Records supplied:
------

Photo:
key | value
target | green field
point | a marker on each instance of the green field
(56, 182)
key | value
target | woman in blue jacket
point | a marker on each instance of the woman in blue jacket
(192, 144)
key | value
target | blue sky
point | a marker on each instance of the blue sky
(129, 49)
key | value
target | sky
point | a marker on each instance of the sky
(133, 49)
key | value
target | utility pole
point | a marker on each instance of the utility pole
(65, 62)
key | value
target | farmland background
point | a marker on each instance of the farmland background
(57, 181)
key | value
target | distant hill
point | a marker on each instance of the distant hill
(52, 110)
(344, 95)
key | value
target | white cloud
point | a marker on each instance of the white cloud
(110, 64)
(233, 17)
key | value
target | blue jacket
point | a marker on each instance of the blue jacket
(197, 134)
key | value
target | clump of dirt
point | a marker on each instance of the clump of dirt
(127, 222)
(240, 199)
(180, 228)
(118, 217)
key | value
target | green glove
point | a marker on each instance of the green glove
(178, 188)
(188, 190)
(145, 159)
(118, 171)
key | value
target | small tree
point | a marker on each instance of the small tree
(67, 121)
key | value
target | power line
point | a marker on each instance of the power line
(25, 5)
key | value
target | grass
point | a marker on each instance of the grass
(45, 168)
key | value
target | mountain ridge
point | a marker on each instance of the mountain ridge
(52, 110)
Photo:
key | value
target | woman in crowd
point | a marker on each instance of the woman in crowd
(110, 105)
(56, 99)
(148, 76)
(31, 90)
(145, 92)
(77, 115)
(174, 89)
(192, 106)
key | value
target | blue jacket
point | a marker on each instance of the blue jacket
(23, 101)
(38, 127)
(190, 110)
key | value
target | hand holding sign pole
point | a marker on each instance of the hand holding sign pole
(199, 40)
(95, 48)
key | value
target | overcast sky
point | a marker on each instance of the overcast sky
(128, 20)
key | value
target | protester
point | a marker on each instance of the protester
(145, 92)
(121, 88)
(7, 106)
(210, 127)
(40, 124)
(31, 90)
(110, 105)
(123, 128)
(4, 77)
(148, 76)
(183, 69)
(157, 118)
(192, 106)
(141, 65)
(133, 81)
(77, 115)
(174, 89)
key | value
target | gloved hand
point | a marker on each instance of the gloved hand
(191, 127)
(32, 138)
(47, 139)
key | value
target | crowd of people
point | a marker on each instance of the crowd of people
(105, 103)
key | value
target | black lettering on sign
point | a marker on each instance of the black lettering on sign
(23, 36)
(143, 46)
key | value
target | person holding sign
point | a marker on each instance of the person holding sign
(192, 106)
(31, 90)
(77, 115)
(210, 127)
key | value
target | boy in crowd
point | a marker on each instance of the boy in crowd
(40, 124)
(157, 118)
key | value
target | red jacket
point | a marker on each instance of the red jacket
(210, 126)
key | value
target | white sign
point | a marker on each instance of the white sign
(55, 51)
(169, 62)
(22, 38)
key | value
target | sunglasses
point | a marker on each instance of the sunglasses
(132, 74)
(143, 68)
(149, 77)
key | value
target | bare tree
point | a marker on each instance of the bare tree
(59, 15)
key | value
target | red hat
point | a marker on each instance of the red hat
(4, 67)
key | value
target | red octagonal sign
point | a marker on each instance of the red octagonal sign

------

Count the lines in the items above that contain the string "grass". State only that number.

2